§ **Exercise passage**:
###

Wednesday, January 26, 2011

{review} the eye of love

Margery Sharp The Eye of Love (1957)

The Eye of Love (Virago Modern Classics)

The Eye of Love is a Virago Modern Classic and a blessed return to the light of day for a wonderful Margery Sharp book. As the world's biggest Cluny Brown fan {REVIEW}, I leapt on this book and devoured it. The Eye of Love is set in 1932 and traces the relationships of two long-term lovers who are forced to part in order for the male partner to save his business from bankruptcy and his mother from penury. Harry Gibson must marry the "unmarriageable daughter" of the business rival who has taken over his failing fur salon. The 'eye of love' enables a quite prosaic couple to see each other not as the scrawny ageing Miss Dolores Diver and the pudgy dull Mr Gibson, but rather as star-crossed lovers, "my Spanish Rose" and "my King Hal". To each other they have remained as ageless and fascinating as at their first meeting:
'Remember the chappie who fell into the drum?' asked Mr Gibson tenderly.
They had met for the first time at a Chelsea Arts Ball - Dolores dressed as a Spanish Dancer, Mr Gibson as a brown paper parcel.
...
'Of course I remember,' whispered Dolores.
'Remember those young devils who started to unwrap me?'
'It didn't matter. You'd pyjamas underneath...'
'I shall never forget how wonderful you looked, pulling me out of the cardboard...

###

§ **Stored items from a collection**:
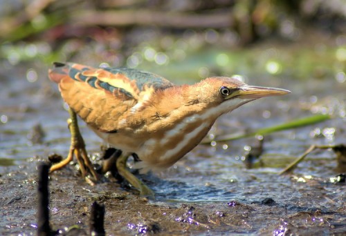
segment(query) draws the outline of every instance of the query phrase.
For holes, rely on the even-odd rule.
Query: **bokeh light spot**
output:
[[[274,61],[268,61],[266,63],[266,70],[271,75],[277,75],[282,70],[282,66]]]
[[[26,72],[26,79],[30,83],[33,83],[37,80],[37,72],[34,69],[29,69]]]
[[[217,56],[217,63],[220,66],[226,66],[230,62],[230,58],[225,53],[220,53]]]

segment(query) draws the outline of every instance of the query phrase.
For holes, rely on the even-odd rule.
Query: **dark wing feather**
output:
[[[131,108],[157,90],[173,86],[159,75],[134,69],[55,66],[49,77],[59,83],[64,100],[88,125],[103,132],[116,132]]]

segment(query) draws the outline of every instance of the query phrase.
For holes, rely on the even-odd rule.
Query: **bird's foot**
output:
[[[138,178],[134,175],[126,167],[126,161],[129,155],[123,153],[116,160],[116,168],[119,174],[124,177],[132,186],[139,190],[140,195],[154,197],[154,192],[142,182]]]
[[[79,130],[75,113],[71,108],[69,110],[69,112],[70,113],[71,118],[67,120],[67,123],[71,135],[71,141],[69,155],[67,157],[62,161],[53,165],[49,172],[52,173],[66,166],[73,160],[73,155],[75,155],[78,161],[83,178],[86,179],[88,182],[91,183],[94,181],[96,181],[99,179],[99,177],[93,168],[91,161],[90,161],[88,157],[86,150],[85,150],[85,144]],[[89,173],[92,175],[92,179],[88,177]]]

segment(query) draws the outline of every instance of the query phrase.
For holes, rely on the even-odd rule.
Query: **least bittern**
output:
[[[145,71],[125,68],[95,68],[55,63],[51,79],[59,84],[69,106],[71,146],[69,155],[52,166],[66,166],[75,155],[85,176],[97,175],[78,126],[77,113],[99,137],[122,150],[116,160],[119,174],[143,195],[152,190],[126,167],[136,154],[141,173],[168,168],[194,148],[220,115],[264,97],[288,90],[251,86],[233,78],[210,77],[194,85],[176,86]]]

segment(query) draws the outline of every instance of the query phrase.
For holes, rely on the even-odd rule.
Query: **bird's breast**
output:
[[[170,167],[199,144],[213,124],[214,120],[202,119],[197,114],[187,117],[170,128],[154,134],[137,154],[149,168]]]

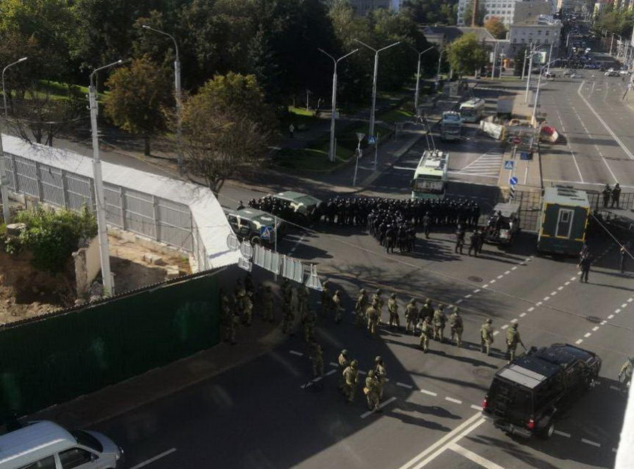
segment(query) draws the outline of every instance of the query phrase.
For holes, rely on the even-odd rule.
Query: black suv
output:
[[[575,346],[531,347],[493,377],[482,415],[506,433],[549,438],[561,408],[590,389],[600,369],[596,354]]]

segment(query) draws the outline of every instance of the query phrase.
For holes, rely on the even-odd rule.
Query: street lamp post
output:
[[[324,51],[323,49],[318,49],[318,50],[327,55],[332,60],[332,63],[335,65],[335,70],[332,72],[332,112],[330,113],[330,147],[328,151],[328,160],[335,162],[335,119],[336,118],[337,114],[337,64],[339,63],[339,61],[343,60],[348,56],[352,55],[358,49],[355,49],[352,52],[348,52],[346,55],[340,57],[339,59],[335,59],[330,54]]]
[[[370,109],[370,129],[368,130],[368,135],[370,138],[375,138],[374,135],[374,111],[376,107],[376,80],[377,80],[377,75],[378,73],[378,54],[379,52],[382,51],[385,51],[386,49],[390,49],[390,47],[394,47],[396,45],[398,45],[401,43],[400,41],[394,42],[394,44],[390,44],[389,46],[385,46],[385,47],[382,47],[381,49],[374,49],[373,47],[371,47],[365,42],[361,42],[358,39],[355,39],[354,41],[356,42],[359,42],[362,46],[367,47],[371,51],[374,52],[374,75],[372,78],[372,107]]]
[[[92,174],[94,179],[94,195],[97,203],[97,234],[99,240],[99,257],[101,261],[101,278],[104,281],[104,293],[111,296],[114,293],[112,276],[110,274],[110,250],[108,245],[108,231],[106,226],[106,198],[104,195],[104,181],[101,179],[101,160],[99,159],[99,138],[97,130],[97,89],[94,87],[94,75],[97,72],[120,65],[123,61],[118,60],[99,68],[95,68],[90,74],[90,87],[88,99],[90,104],[90,127],[92,131]]]
[[[5,120],[8,118],[8,108],[6,105],[6,90],[4,87],[4,72],[6,72],[9,67],[14,66],[16,63],[20,63],[20,62],[23,62],[27,59],[28,59],[28,57],[23,57],[12,63],[9,63],[2,69],[2,97],[4,102]],[[2,216],[4,217],[5,224],[8,224],[11,222],[11,211],[9,210],[8,207],[8,193],[6,190],[7,183],[6,173],[4,171],[4,150],[2,147],[2,131],[0,130],[0,197],[2,197]]]
[[[423,54],[425,54],[427,51],[431,50],[434,48],[433,46],[431,47],[428,47],[424,51],[419,52],[418,50],[410,46],[410,48],[414,50],[416,54],[418,54],[418,65],[416,67],[416,91],[414,93],[414,114],[418,116],[418,96],[419,96],[419,89],[421,87],[421,58],[423,56]]]
[[[178,169],[182,173],[184,163],[182,156],[182,92],[180,87],[180,59],[178,56],[178,44],[172,35],[165,31],[154,29],[147,25],[143,25],[141,27],[144,29],[154,31],[157,34],[167,36],[174,42],[174,49],[176,54],[176,58],[174,60],[174,87],[176,101],[176,145],[178,147]]]

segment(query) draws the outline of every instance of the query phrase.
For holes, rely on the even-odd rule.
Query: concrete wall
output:
[[[78,298],[85,298],[92,281],[101,271],[99,241],[94,238],[85,248],[73,253],[75,260],[75,279]]]

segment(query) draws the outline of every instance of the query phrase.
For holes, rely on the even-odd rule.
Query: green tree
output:
[[[454,41],[447,48],[447,59],[454,72],[471,74],[480,70],[488,61],[488,51],[475,34],[466,34]]]
[[[273,113],[254,75],[216,75],[183,106],[185,164],[215,193],[267,151]]]
[[[166,106],[171,99],[170,73],[147,57],[118,68],[106,85],[106,114],[113,122],[131,133],[141,135],[145,154],[150,154],[151,138],[167,128]]]
[[[497,16],[491,16],[485,21],[485,28],[495,39],[506,38],[506,27]]]
[[[471,0],[464,7],[464,11],[462,12],[462,20],[466,26],[482,26],[486,13],[484,1],[478,1],[478,12],[476,13],[476,24],[472,24],[473,19],[473,0]]]

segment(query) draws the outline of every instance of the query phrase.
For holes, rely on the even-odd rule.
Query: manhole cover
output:
[[[493,377],[493,371],[488,368],[476,368],[473,374],[480,379],[490,379]]]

###

§ **Work to be completed**: According to the review of The Eye of Love, in what year is the novel set? Rely only on the text to answer.

§ **Exercise solution**: It is set in 1932.